[Records excerpted from a collection]
━━━━━━━━━━━━━━━━━━━━━━━━━━━━━━

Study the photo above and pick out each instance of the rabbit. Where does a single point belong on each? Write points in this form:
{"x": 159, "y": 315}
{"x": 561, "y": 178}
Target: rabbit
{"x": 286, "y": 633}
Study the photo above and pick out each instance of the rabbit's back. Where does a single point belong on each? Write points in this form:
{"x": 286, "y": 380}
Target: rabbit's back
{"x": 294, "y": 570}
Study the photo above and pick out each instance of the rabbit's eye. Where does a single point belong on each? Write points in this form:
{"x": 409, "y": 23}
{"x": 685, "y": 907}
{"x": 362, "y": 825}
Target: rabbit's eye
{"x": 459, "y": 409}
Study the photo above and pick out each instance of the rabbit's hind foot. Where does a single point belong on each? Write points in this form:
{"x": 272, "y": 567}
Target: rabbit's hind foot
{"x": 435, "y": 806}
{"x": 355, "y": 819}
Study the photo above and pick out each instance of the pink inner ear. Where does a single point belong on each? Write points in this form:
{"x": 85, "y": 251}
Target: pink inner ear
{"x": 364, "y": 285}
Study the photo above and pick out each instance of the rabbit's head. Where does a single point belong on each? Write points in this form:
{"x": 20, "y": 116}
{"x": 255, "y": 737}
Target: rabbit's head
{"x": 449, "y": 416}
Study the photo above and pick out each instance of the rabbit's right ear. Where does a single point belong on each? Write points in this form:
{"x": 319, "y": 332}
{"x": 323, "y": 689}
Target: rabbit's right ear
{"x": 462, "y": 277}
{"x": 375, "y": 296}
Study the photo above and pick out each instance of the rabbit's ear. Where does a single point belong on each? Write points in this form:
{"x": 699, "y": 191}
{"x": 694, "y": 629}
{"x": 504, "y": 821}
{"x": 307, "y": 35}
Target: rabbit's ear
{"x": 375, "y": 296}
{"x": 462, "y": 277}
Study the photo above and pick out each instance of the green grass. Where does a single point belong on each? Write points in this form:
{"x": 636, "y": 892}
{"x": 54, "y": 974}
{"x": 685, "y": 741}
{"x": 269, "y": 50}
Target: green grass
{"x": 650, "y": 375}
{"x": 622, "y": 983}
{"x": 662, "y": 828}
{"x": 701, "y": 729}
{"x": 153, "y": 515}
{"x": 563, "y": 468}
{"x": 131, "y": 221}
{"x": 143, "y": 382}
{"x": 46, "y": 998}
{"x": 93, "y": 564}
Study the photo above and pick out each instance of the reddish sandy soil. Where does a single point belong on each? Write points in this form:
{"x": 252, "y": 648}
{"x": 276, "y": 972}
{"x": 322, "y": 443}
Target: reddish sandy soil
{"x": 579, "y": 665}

━━━━━━━━━━━━━━━━━━━━━━━━━━━━━━

Where a line of the records above holds the word "points", count it; give the total as a single number and nothing else.

10